Document excerpt:

- Opening Delimiter -

What? You wanted your van to look uglier? :lol: :lol: :lol:

Success. And after the anti bull bar mob have finished it may look worse than if it was in an accident without them. 8O

Karl


----------



## SaddleTramp (Feb 15, 2007)

Witnessed an accident in town one night, a car set off from a set of Traffic lights and was doing no more than 20 MPH, a youth ran out of a bar straight across the road and the car hit him, The driver had no chance, The youths head hit the A frame at the side of the windscreen, It didn't kill him, But he is a total Paraplegic, Not a Bull bar in sight, No prosecutions at all as all witnesses confirmed the above.

What I am getting at is no matter what fittings etc are on a car or van or Mh if anyone is hit Child or Adult, It all depends on what part of the body and what part of the vehicle connect.

Personally I would have thought a "Bull Bar" being lower would have a tendency to reduce the chances of a person being "Funneled" under the vehicle.


----------



## dandywarhol (Nov 14, 2010)

Like I said - it's the tight radius of a steel bar that does the damage and that's exactly what bull bars do.

I've a friend who now has the luxury of owning a disabled driver's sticker on his car as the result of a bullbarred Pajero (suitable name for those up on their Spanish slang 8) ) came out of a side road and drove into him on his cycle, smashing his pelvis - "Sorry mate, I didn't see you................."

Still, if it improves the looks of the van............................. :roll:


----------



## geordie01 (Apr 20, 2006)

- Closing Delimiter -

Collected data entries
- Opening Delimiter -

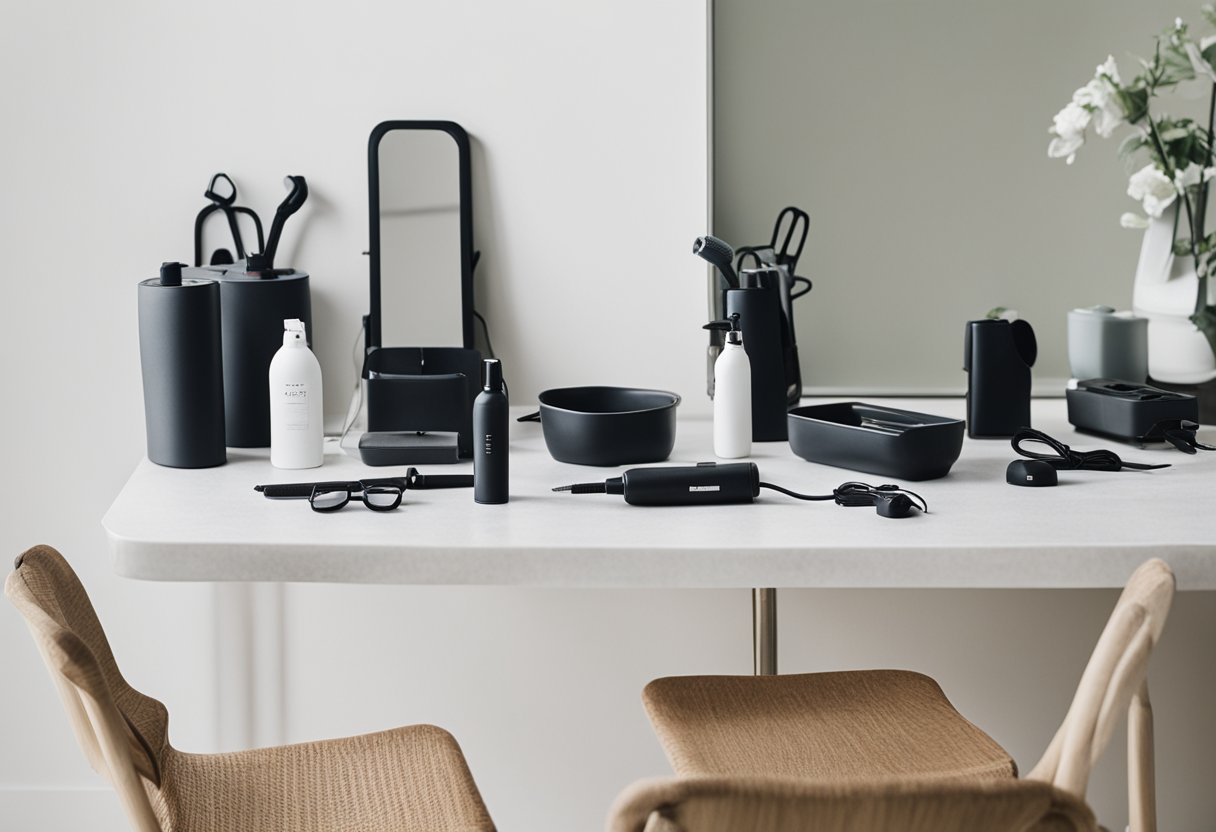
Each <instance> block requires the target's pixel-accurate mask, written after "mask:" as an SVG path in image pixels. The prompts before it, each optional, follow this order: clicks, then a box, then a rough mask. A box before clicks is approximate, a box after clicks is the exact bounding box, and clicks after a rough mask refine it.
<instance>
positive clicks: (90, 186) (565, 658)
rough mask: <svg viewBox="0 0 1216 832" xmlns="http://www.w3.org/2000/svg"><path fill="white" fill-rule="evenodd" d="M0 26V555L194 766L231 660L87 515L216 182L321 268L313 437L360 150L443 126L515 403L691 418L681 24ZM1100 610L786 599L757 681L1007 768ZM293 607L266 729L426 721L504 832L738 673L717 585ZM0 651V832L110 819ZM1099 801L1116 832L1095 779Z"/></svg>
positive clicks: (108, 806)
mask: <svg viewBox="0 0 1216 832" xmlns="http://www.w3.org/2000/svg"><path fill="white" fill-rule="evenodd" d="M0 16H2V17H0V85H2V97H0V100H2V101H4V102H5V107H6V109H5V129H4V130H2V131H0V174H2V176H0V181H2V182H4V190H2V195H4V196H2V199H0V242H2V248H4V252H5V260H4V264H5V265H4V272H2V274H4V277H2V283H0V285H2V287H4V289H5V291H6V297H5V302H4V303H2V304H0V356H2V358H0V361H2V389H4V399H2V400H4V405H5V406H4V407H2V409H0V414H2V415H0V428H2V431H4V434H5V435H7V437H10V438H11V439H10V448H9V451H7V455H6V459H5V462H6V466H5V468H6V471H5V473H6V476H5V477H4V478H2V479H0V482H2V485H0V489H2V490H0V495H2V499H0V506H2V507H0V512H2V515H0V518H2V522H0V549H2V550H4V551H7V552H9V555H16V553H17V552H19V551H21V550H23V549H24V547H26V546H28V545H30V544H33V543H38V541H46V543H52V544H55V545H57V546H60V547H61V549H62V550H63V551H64V552H66V553H67V555H68V557H69V558H71V560H72V561H73V563H74V564H75V567H77V568H78V570H79V572H80V573H81V577H83V579H84V581H85V584H86V585H88V588H89V589H90V592H91V594H92V596H94V600H95V602H96V605H97V607H98V609H100V613H101V615H102V618H103V620H105V623H106V626H107V630H108V631H109V634H111V637H112V641H113V642H114V647H116V652H117V654H118V657H119V659H120V662H122V664H123V668H124V671H125V673H126V674H128V676H129V678H130V680H131V681H133V682H134V684H135V685H136V686H139V687H141V688H143V690H146V691H148V692H150V693H153V695H156V696H158V697H159V698H162V699H163V701H165V702H167V703H168V704H169V707H170V710H171V713H173V726H171V736H173V741H174V743H175V744H176V746H179V747H181V748H185V749H190V751H210V749H214V748H216V746H218V744H219V741H218V735H219V723H218V716H216V708H218V704H216V699H218V692H216V690H215V686H216V681H215V678H214V673H213V667H214V664H215V663H216V662H215V660H214V659H215V658H216V656H218V654H219V653H220V652H223V653H225V654H226V653H227V652H230V651H231V650H233V645H231V643H227V642H225V641H224V639H223V636H221V635H216V633H215V629H214V622H213V620H212V611H213V597H212V588H209V586H206V585H171V584H142V583H137V581H130V580H120V579H118V578H116V577H114V575H113V574H112V573H111V570H109V562H108V556H107V552H106V541H105V535H103V533H102V530H101V527H100V519H101V516H102V513H103V512H105V510H106V507H107V506H108V505H109V501H111V500H112V497H113V495H114V494H116V493H117V491H118V489H119V488H120V487H122V484H123V482H124V480H125V478H126V476H128V473H129V472H130V470H131V468H133V467H134V465H135V462H136V460H137V459H139V457H140V455H141V454H142V443H143V432H142V407H141V398H140V382H139V355H137V344H136V335H135V283H136V281H137V280H140V279H143V277H146V276H151V275H152V274H153V272H154V269H156V266H157V264H158V263H159V262H161V260H163V259H168V258H185V257H188V255H190V244H191V236H190V235H191V223H192V220H193V214H195V212H196V210H197V209H198V207H199V206H201V204H202V197H201V193H202V190H203V186H204V184H206V181H207V179H208V176H209V175H210V174H212V173H214V172H215V170H218V169H224V170H226V172H227V173H229V174H231V175H232V176H233V178H235V179H236V181H237V184H238V186H240V189H241V195H242V202H244V203H246V204H250V206H253V207H255V208H258V209H259V210H260V212H261V213H263V214H264V215H265V217H269V214H271V213H272V209H274V206H275V204H277V202H278V201H280V199H281V197H282V193H283V192H282V190H281V186H280V180H281V178H282V175H283V174H286V173H303V174H305V175H306V176H308V179H309V184H310V189H311V192H313V196H311V198H310V202H309V206H306V207H305V209H304V210H303V212H302V214H300V215H298V217H297V218H294V220H293V221H292V224H289V225H288V229H287V232H286V235H285V241H283V249H282V251H283V252H285V255H286V257H288V258H289V259H291V260H292V262H294V263H295V264H297V265H299V266H300V268H306V269H308V270H310V271H311V272H313V274H314V275H315V283H314V303H315V309H316V313H315V317H316V325H317V332H316V343H317V350H319V353H320V355H321V361H322V365H323V367H325V371H326V380H327V400H326V404H327V412H328V414H330V416H331V418H337V417H338V415H339V414H340V412H342V411H343V409H344V405H345V397H347V389H348V387H349V384H350V383H351V381H353V371H351V370H349V369H348V367H350V362H349V348H350V344H351V342H353V341H354V338H355V331H356V328H358V316H359V315H360V314H361V313H362V311H365V309H366V297H365V292H366V288H365V287H366V268H365V262H364V259H362V258H361V257H360V254H359V253H360V252H361V251H362V249H364V247H365V242H366V221H367V217H366V191H365V187H366V182H365V179H366V167H365V146H366V137H367V133H368V131H370V130H371V128H372V125H373V124H376V123H377V122H379V120H382V119H384V118H451V119H455V120H457V122H461V123H462V124H463V125H465V127H466V128H467V129H468V130H469V133H471V134H473V135H474V136H475V137H477V145H475V146H474V201H475V204H477V217H475V230H477V242H478V246H479V247H480V248H482V249H483V252H484V258H483V263H482V266H479V272H482V271H483V270H484V272H483V277H484V286H483V288H484V293H483V296H482V297H483V298H484V303H480V304H479V305H483V307H484V310H485V311H486V314H488V316H489V319H490V324H491V326H492V327H494V338H495V345H496V347H497V348H499V352H500V353H501V354H502V355H503V358H505V361H506V364H507V366H508V369H510V370H511V372H512V389H513V390H514V392H516V400H517V401H522V400H525V399H527V398H529V397H530V395H533V394H534V393H535V392H536V390H539V389H542V388H545V387H552V386H561V384H565V383H586V382H620V383H634V384H653V386H666V387H671V388H672V389H676V390H679V392H681V393H683V394H685V397H686V405H683V406H686V407H696V406H703V404H704V403H703V399H702V397H700V395H699V390H700V384H702V382H703V364H702V360H703V348H704V338H703V333H702V332H700V331H699V328H698V327H699V325H700V324H702V322H703V315H704V311H703V310H704V305H703V304H704V270H703V269H702V268H700V265H699V264H698V262H697V260H696V259H694V258H692V257H691V255H689V254H688V248H689V243H691V241H692V238H693V237H694V236H696V235H698V234H700V232H702V231H703V230H704V223H705V213H706V202H708V192H706V181H705V169H706V158H705V150H704V148H705V144H706V127H705V72H704V68H705V60H706V55H705V28H704V27H705V15H704V6H703V4H700V2H699V1H696V2H694V1H692V0H687V1H686V2H681V4H662V5H660V4H643V2H627V4H602V5H599V6H598V7H591V6H587V5H585V4H559V2H548V4H540V2H512V4H508V5H505V4H491V2H479V4H446V5H444V4H421V2H417V4H409V5H404V4H388V2H377V4H371V2H349V4H343V5H342V6H340V7H334V6H331V5H330V4H276V5H255V4H236V2H212V4H208V5H207V6H206V7H202V6H187V5H185V4H173V5H170V4H162V2H141V4H136V2H130V1H128V2H117V4H107V5H105V6H91V5H85V4H80V5H79V6H77V7H73V9H72V10H71V12H67V11H64V10H63V9H62V7H52V6H23V7H17V6H15V5H13V4H9V5H6V6H4V10H2V12H0ZM640 21H644V26H643V24H640ZM259 109H260V111H261V118H260V120H259V119H255V118H254V117H255V114H257V113H258V111H259ZM623 322H624V330H625V332H627V333H629V335H630V337H629V338H623V337H621V335H620V332H621V326H623ZM405 533H407V530H406V532H405ZM1110 600H1111V596H1110V594H1109V592H1093V594H1086V592H997V594H975V592H938V594H933V592H929V594H925V592H908V594H882V592H855V594H844V592H843V594H834V592H787V594H783V595H782V614H783V625H782V626H783V629H782V660H783V662H784V665H786V669H787V670H807V669H816V668H832V667H840V665H862V664H906V665H910V667H921V668H923V669H927V670H929V671H931V673H935V674H936V675H939V676H940V678H941V679H942V681H944V682H945V685H946V687H947V690H950V691H951V693H952V696H953V697H955V699H956V702H957V703H958V704H959V707H962V708H963V710H964V713H968V714H969V715H973V716H974V718H975V719H976V721H979V723H981V724H983V725H984V726H985V727H989V729H990V730H992V731H993V733H995V735H996V736H997V738H998V740H1001V741H1002V742H1006V743H1007V744H1008V746H1009V747H1010V748H1012V749H1014V752H1015V753H1017V754H1018V755H1019V759H1021V761H1023V763H1024V764H1025V763H1029V761H1030V760H1029V759H1028V758H1029V755H1030V754H1031V752H1032V751H1036V749H1037V748H1038V747H1041V744H1042V740H1043V737H1045V736H1046V735H1047V733H1049V732H1051V730H1052V727H1053V726H1054V723H1055V721H1057V720H1058V719H1059V715H1060V713H1062V709H1063V702H1064V698H1065V697H1066V691H1068V690H1069V688H1070V686H1071V685H1073V682H1074V676H1073V675H1071V674H1075V671H1076V668H1077V667H1079V665H1080V657H1081V654H1083V651H1085V650H1087V647H1088V645H1090V643H1091V641H1092V637H1093V634H1094V633H1096V631H1097V628H1098V626H1100V620H1102V618H1103V617H1104V615H1105V611H1107V608H1108V606H1109V602H1110ZM286 608H287V622H288V636H289V637H288V643H287V648H286V671H287V678H288V698H287V702H286V729H287V733H288V737H289V738H291V740H304V738H315V737H322V736H332V735H337V733H345V732H350V731H362V730H375V729H382V727H387V726H390V725H396V724H404V723H412V721H423V720H432V721H435V723H439V724H441V725H445V726H447V727H450V729H451V730H452V731H454V732H455V733H456V735H457V737H458V738H460V740H461V742H462V744H463V746H465V748H466V751H467V752H468V754H469V758H471V761H472V766H473V770H474V774H475V776H477V778H478V781H479V783H480V785H482V787H483V791H484V793H485V797H486V800H488V803H489V806H490V809H491V811H492V814H494V816H495V819H496V820H497V822H499V826H500V828H502V830H505V831H506V832H510V831H511V830H523V828H531V830H579V828H581V830H587V828H591V830H595V828H599V827H601V823H602V819H603V816H604V813H606V810H607V806H608V803H609V800H610V799H612V797H613V796H614V794H615V793H617V791H618V789H619V788H620V787H621V786H623V785H624V783H625V782H627V781H630V780H632V778H635V777H641V776H646V775H653V774H659V772H662V771H664V770H665V764H664V761H663V759H662V755H660V753H659V751H658V746H657V743H655V742H654V740H653V738H652V736H651V732H649V729H648V726H647V725H646V721H644V718H643V715H642V710H641V705H640V701H638V692H640V690H641V686H642V684H643V682H644V681H646V680H648V679H651V678H653V676H655V675H660V674H672V673H693V671H702V673H710V671H717V673H745V671H748V670H749V668H750V653H749V634H748V624H747V622H748V620H749V600H748V594H747V592H745V591H743V590H738V591H704V592H700V591H696V592H694V591H686V592H658V591H655V592H626V591H621V592H615V591H602V592H592V591H585V592H561V591H554V590H494V589H475V588H474V589H445V588H430V589H422V588H342V586H311V585H309V586H291V588H288V590H287V592H286ZM1171 626H1172V628H1173V629H1172V630H1171V631H1170V633H1167V639H1166V642H1165V645H1164V647H1162V650H1161V653H1160V656H1158V657H1156V658H1155V659H1154V684H1155V688H1154V692H1155V697H1156V701H1158V702H1159V703H1161V707H1162V709H1164V710H1169V712H1170V713H1169V715H1167V716H1162V719H1161V721H1160V729H1161V742H1162V754H1161V758H1162V759H1161V778H1162V792H1164V796H1165V797H1164V799H1162V804H1164V806H1162V817H1165V819H1167V823H1166V825H1164V826H1162V828H1171V830H1176V831H1180V832H1187V831H1189V830H1195V831H1199V830H1207V828H1210V827H1211V822H1210V821H1211V819H1212V817H1216V804H1214V803H1212V800H1214V796H1212V794H1211V793H1210V789H1207V788H1206V786H1205V783H1210V781H1211V776H1210V772H1211V764H1210V761H1209V758H1206V757H1204V755H1203V752H1204V749H1206V748H1210V747H1214V746H1216V730H1214V725H1212V719H1214V716H1212V714H1211V709H1210V707H1209V705H1207V703H1206V702H1205V701H1203V699H1201V697H1200V692H1201V691H1205V690H1211V688H1212V684H1214V681H1216V680H1214V675H1216V674H1214V668H1212V663H1214V657H1212V653H1211V650H1210V637H1211V634H1212V633H1214V631H1216V603H1214V602H1212V594H1205V595H1192V596H1184V597H1183V598H1181V600H1180V603H1178V607H1177V608H1176V612H1175V622H1173V623H1172V624H1171ZM963 630H966V631H967V633H968V635H967V637H958V635H957V634H958V633H959V631H963ZM1014 636H1017V637H1014ZM0 658H2V667H4V669H5V671H4V676H2V679H4V684H2V685H0V828H4V830H5V831H6V832H7V830H26V828H39V830H50V831H55V830H77V828H81V827H83V826H84V825H85V823H88V825H89V826H90V828H97V830H107V831H108V830H119V828H123V825H122V819H120V813H119V811H118V806H117V800H116V799H113V796H112V794H109V793H108V792H98V791H96V785H97V782H98V781H97V777H96V776H95V775H92V774H91V772H90V771H89V770H88V768H86V766H85V764H84V763H83V760H81V758H80V754H79V753H78V751H77V749H75V748H74V747H73V742H72V740H71V736H69V732H68V727H67V723H66V720H64V719H63V715H62V714H61V713H60V707H58V704H57V702H56V701H55V698H54V695H52V688H51V686H50V682H49V680H47V679H46V676H45V671H44V670H43V668H41V667H40V664H39V662H38V659H36V656H35V653H34V648H33V645H32V643H30V642H29V639H28V636H27V635H26V634H24V633H23V629H22V628H21V624H19V620H18V618H17V615H16V614H15V613H12V612H11V611H9V612H0ZM1015 670H1017V671H1018V673H1020V674H1023V675H1020V676H1017V678H1015V676H1014V675H1013V674H1014V671H1015ZM1188 720H1189V723H1190V725H1188ZM1094 797H1096V799H1097V800H1099V805H1100V806H1102V808H1103V809H1104V811H1105V810H1109V811H1108V813H1107V814H1105V817H1107V819H1108V823H1109V825H1110V826H1111V828H1118V827H1119V826H1120V825H1121V821H1119V820H1118V819H1119V813H1120V811H1121V808H1120V805H1119V803H1120V799H1121V786H1120V785H1119V772H1118V771H1115V770H1104V774H1103V776H1102V778H1100V781H1099V783H1098V785H1097V787H1096V793H1094Z"/></svg>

- Closing Delimiter -

Exercise set:
(1) Do the following statements agree with the bull bar thread? For each, answer yes or no and quote the deciding words from the thread.
(a) In the accident SaddleTramp witnessed, the car was going no faster than 20 MPH.
(b) The driver in that accident was prosecuted.
(c) dandywarhol's friend was on a bicycle when the Pajero hit him.
(2) Can you write out the bull bar thread from "Witnessed an accident" up to and including "confirmed the above."?

Responses to the exercise:
(1)
(a) Yes: "was doing no more than 20 MPH"
(b) No: "No prosecutions at all as all witnesses confirmed the above."
(c) Yes: "drove into him on his cycle"

(2)
Witnessed an accident in town one night, a car set off from a set of Traffic lights and was doing no more than 20 MPH, a youth ran out of a bar straight across the road and the car hit him, The driver had no chance, The youths head hit the A frame at the side of the windscreen, It didn't kill him, But he is a total Paraplegic, Not a Bull bar in sight, No prosecutions at all as all witnesses confirmed the above.